TASK INSTRUCTIONS: Return every line of the records below verbatim, with nothing altered, added, or left out.

Excerpts from point annotation data:
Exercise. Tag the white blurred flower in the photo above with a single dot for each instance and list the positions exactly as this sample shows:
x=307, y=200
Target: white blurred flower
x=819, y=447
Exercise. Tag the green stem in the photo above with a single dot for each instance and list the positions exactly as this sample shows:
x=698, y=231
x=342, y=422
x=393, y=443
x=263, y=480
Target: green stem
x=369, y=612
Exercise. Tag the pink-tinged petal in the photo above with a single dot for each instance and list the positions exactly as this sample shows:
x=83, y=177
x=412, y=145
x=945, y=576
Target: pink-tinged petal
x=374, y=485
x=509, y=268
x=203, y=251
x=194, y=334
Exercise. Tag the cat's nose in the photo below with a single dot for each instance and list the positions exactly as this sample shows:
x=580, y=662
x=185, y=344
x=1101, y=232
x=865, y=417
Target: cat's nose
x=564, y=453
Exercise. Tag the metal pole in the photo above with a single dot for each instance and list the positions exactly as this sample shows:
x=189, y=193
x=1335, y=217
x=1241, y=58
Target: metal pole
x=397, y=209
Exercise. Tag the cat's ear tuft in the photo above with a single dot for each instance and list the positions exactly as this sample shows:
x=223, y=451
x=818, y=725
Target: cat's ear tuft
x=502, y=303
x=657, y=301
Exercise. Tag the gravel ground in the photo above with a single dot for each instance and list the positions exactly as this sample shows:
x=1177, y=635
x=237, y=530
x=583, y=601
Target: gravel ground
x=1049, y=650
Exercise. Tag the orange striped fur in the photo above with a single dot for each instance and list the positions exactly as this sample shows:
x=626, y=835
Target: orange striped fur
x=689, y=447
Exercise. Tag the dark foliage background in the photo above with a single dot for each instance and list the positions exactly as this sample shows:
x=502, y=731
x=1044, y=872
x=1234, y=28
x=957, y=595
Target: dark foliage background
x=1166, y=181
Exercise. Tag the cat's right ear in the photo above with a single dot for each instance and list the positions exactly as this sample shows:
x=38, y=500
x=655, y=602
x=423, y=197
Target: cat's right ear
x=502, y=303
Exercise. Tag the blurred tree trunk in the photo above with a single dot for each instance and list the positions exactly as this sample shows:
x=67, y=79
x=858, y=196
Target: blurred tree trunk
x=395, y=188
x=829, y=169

TASK RESULT:
Exercise. Tag the white blurred flower in the photo above with a single dot for each instance and list the positions exactly as this sample shows:
x=307, y=200
Target: white blurred flower
x=819, y=447
Exercise. Tag the green stem in the photo above with a single dot for each instance and list the positions exactly as this sample shows:
x=698, y=231
x=342, y=422
x=393, y=443
x=263, y=480
Target: green stem
x=369, y=612
Exercise. Tag the pink-tinged petal in the photo above with a single dot for each instance and list the positions exactly as this sample shows:
x=83, y=177
x=412, y=145
x=945, y=576
Target: pink-tinged petal
x=374, y=485
x=509, y=268
x=203, y=251
x=194, y=334
Exercise. Tag the cat's nose in the photo below with a single dot for each instance and list the positions exactly as this sample shows:
x=580, y=662
x=185, y=344
x=1101, y=232
x=865, y=417
Target: cat's nose
x=564, y=453
Exercise. Tag the metal pole in the photo above with a single dot for each instance and list the positions exactly as this sample shows:
x=189, y=193
x=1335, y=217
x=1241, y=58
Target: metal pole
x=397, y=209
Exercise. Tag the cat's ear tuft in the photo above with a single dot for each instance and list the positions exactly as this sample shows:
x=223, y=451
x=818, y=725
Target: cat's ear tuft
x=502, y=303
x=657, y=301
Exercise. Tag the gravel ground in the photo above with a single dot for each instance and list the positions exactly as this sample shows:
x=1177, y=635
x=237, y=530
x=583, y=601
Target: gravel ground
x=1049, y=650
Exercise. Tag the orange striped fur in the photo above with a single dot for each instance and list the positions exactly as this sample shows:
x=626, y=835
Target: orange striped fur
x=689, y=447
Exercise. Tag the dark foliage background in the photo above with a single dot for each instance and list the positions exactly as this sample shows:
x=502, y=731
x=1044, y=872
x=1234, y=28
x=957, y=595
Target: dark foliage background
x=1166, y=181
Exercise. Tag the cat's right ear in the photo above with a single dot for each instance and list the positions exactly as this sample shows:
x=38, y=500
x=655, y=602
x=423, y=197
Target: cat's right ear
x=502, y=303
Exercise. Tag the blurred tree trunk in the photo above with a single dot for each instance and list the positions exactly as this sample shows:
x=67, y=79
x=858, y=196
Target: blurred tree trunk
x=395, y=188
x=829, y=169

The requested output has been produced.